# [O problema]
No texto sobre as variantes da Covid-19, reescreva o trecho que começa nas palavras "IFSC VERIFICA Data" e termina após "estão sendo canceladas.", substituindo "lockdowns" por "confinamentos".

# [Texto para revisão]
○ ○ ○ ○
Variantes podem dificultar o controle da pandemia de Covid-19?

IFSC VERIFICA Data de Publicação: 27 jul 2021 09:11 Data de Atualização: 02 dez 2021 17:12

Quando parte do mundo já vivenciava um certo alívio em relação à pandemia de Covid-19, com sinais de retorno à normalidade principalmente por conta da vacinação, as variantes voltaram a impor barreiras. No meio do ano, a variante Delta levou países como Israel e Austrália, que já haviam relaxado medidas restritivas, a exigir novamente máscaras e até decretar lockdowns. Com a variante Omicron, detectada em novembro, diversos países restringiram voos e reforçaram medidas para conter a proliferação do vírus. No Brasil, festas de fim de ano e de carnaval estão sendo canceladas.

O alerta para o risco das variantes tem sido feito ao longo da pandemia pela Organização Mundial da Saúde (OMS). Em julho, a entidade havia declarado que "em breve" a variante Delta seria predominante no mundo, o que se concretizou quatro meses depois. Um dos motivos de preocupação era - e continua sendo - o ritmo lento de vacinação e o alto número de casos diários em muito países. E, enquanto o vírus circular na população, outras variantes podem surgir.

Mas como elas surgem? São necessariamente mais transmissíveis ou letais? As vacinas disponíveis dão conta de proteger a população contra elas? Para responder essas e outras perguntas sobre as mutações do Sars-Cov-2, conversamos com dois especialistas no assunto: o doutor em Bioquímica e pesquisador da Universidade Federal do Paraná (UFPR) Emanuel Maltempi de Souza, e o doutor em Biotecnologia e Biociências, pesquisador do Laboratório de Bioinformática da Universidade Federal de Santa Catarina (UFSC), Glauber Wagner. O primeiro faz parte de um grupo que está desenvolvendo uma vacina 100% nacional. O segundo participa de um programa para identificar variantes que circulam em Santa Catarina.
○ ○ ○ ○
# [Conteúdo da listagem]

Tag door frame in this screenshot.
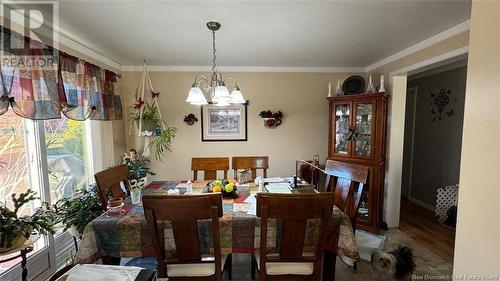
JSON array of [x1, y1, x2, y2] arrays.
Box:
[[384, 46, 469, 227]]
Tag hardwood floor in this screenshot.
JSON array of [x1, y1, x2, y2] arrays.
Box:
[[399, 197, 455, 263]]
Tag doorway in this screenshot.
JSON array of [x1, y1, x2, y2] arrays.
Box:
[[399, 60, 467, 262]]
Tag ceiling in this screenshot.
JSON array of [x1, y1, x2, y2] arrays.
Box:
[[37, 0, 470, 67]]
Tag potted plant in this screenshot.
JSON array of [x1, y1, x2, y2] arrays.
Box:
[[123, 149, 155, 204], [54, 186, 103, 238], [259, 110, 284, 128], [0, 189, 56, 253]]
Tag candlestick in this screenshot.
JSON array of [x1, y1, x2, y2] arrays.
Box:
[[378, 75, 385, 93]]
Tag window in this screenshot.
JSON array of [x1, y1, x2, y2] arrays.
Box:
[[0, 111, 92, 280]]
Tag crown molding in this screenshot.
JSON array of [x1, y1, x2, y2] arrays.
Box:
[[364, 20, 470, 72], [0, 5, 470, 73], [2, 2, 121, 70], [121, 65, 364, 73]]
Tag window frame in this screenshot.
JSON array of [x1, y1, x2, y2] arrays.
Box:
[[0, 117, 96, 281]]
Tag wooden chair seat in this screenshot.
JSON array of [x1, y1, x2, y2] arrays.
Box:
[[142, 193, 231, 281], [254, 251, 314, 275], [252, 193, 334, 281], [167, 255, 227, 277]]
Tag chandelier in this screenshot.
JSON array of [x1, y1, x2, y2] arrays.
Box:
[[186, 21, 246, 106]]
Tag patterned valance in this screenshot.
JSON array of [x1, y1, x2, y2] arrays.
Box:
[[0, 24, 122, 120]]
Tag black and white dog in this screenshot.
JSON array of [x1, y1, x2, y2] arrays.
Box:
[[372, 247, 415, 281]]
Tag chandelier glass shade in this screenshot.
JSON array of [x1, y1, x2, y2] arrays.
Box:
[[186, 21, 246, 106]]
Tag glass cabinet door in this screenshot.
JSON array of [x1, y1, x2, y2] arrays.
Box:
[[354, 103, 374, 158], [334, 104, 351, 156]]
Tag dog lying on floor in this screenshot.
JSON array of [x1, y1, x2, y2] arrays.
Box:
[[371, 246, 415, 281]]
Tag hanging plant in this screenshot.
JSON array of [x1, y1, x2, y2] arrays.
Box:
[[259, 110, 284, 128], [148, 127, 177, 161], [129, 65, 177, 161]]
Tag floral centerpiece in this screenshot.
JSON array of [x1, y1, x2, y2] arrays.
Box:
[[0, 189, 57, 253], [123, 149, 156, 204], [207, 179, 239, 198], [54, 186, 103, 238]]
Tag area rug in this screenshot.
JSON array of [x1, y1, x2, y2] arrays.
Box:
[[335, 229, 453, 281], [229, 229, 453, 281]]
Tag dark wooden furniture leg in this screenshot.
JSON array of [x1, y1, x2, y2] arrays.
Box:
[[21, 247, 33, 281], [323, 251, 337, 281]]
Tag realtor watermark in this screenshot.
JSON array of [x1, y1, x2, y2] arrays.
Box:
[[411, 274, 500, 281], [0, 0, 59, 69]]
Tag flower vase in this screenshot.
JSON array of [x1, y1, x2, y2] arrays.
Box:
[[130, 188, 141, 205]]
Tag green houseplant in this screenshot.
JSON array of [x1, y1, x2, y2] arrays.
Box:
[[130, 98, 161, 133], [54, 186, 103, 238], [0, 189, 57, 253], [129, 91, 177, 161], [123, 149, 155, 204]]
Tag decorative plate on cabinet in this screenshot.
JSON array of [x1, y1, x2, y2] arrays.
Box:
[[342, 75, 365, 95]]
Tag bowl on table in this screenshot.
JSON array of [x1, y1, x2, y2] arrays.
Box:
[[206, 180, 239, 198]]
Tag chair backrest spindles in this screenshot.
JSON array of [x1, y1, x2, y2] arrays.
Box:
[[142, 194, 222, 280], [231, 156, 269, 178], [257, 193, 334, 280], [325, 160, 369, 229], [191, 157, 229, 180], [94, 164, 129, 209]]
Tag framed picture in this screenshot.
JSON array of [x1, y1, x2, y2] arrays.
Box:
[[201, 104, 247, 141]]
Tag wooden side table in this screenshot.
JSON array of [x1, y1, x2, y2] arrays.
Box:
[[0, 236, 40, 281]]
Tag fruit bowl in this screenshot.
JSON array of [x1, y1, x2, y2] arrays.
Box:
[[207, 180, 239, 198]]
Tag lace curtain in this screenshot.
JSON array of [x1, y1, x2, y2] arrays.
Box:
[[0, 28, 123, 120]]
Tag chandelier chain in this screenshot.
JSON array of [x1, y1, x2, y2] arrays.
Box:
[[212, 31, 217, 73]]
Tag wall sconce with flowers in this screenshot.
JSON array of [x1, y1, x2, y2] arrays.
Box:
[[259, 109, 285, 129]]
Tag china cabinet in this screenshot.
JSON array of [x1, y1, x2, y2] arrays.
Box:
[[328, 93, 388, 233]]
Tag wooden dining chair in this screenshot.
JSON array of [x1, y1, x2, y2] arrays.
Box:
[[191, 157, 229, 180], [231, 156, 269, 180], [142, 193, 231, 281], [252, 193, 334, 281], [94, 164, 129, 210], [325, 160, 368, 230]]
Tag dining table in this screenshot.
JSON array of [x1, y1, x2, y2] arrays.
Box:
[[76, 180, 360, 280]]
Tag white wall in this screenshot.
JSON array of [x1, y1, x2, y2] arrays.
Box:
[[453, 1, 500, 274], [122, 72, 360, 180]]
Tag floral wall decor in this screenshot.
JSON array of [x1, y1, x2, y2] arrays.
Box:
[[259, 109, 285, 129], [184, 113, 198, 126], [430, 89, 457, 122]]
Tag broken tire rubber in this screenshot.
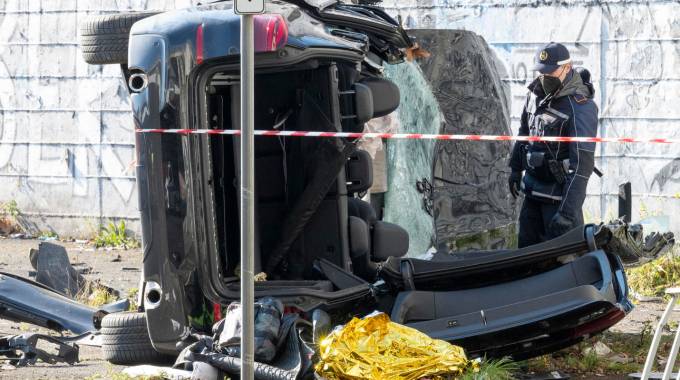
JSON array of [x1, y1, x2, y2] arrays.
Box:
[[80, 12, 159, 65], [101, 313, 173, 365]]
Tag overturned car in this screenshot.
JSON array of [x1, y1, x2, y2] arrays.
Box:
[[82, 0, 632, 359]]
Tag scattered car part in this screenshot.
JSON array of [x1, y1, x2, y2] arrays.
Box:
[[174, 314, 314, 380], [30, 242, 120, 302], [0, 334, 79, 367], [0, 272, 106, 334], [80, 12, 158, 65], [101, 313, 172, 365]]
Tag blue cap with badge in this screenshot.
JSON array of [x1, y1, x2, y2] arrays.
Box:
[[534, 42, 571, 74]]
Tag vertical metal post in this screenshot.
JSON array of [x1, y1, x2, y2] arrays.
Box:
○ ○ ○ ○
# [Tarefa concluída]
IFSC VERIFICA Data de Publicação: 27 jul 2021 09:11 Data de Atualização: 02 dez 2021 17:12

Quando parte do mundo já vivenciava um certo alívio em relação à pandemia de Covid-19, com sinais de retorno à normalidade principalmente por conta da vacinação, as variantes voltaram a impor barreiras. No meio do ano, a variante Delta levou países como Israel e Austrália, que já haviam relaxado medidas restritivas, a exigir novamente máscaras e até decretar confinamentos. Com a variante Omicron, detectada em novembro, diversos países restringiram voos e reforçaram medidas para conter a proliferação do vírus. No Brasil, festas de fim de ano e de carnaval estão sendo canceladas.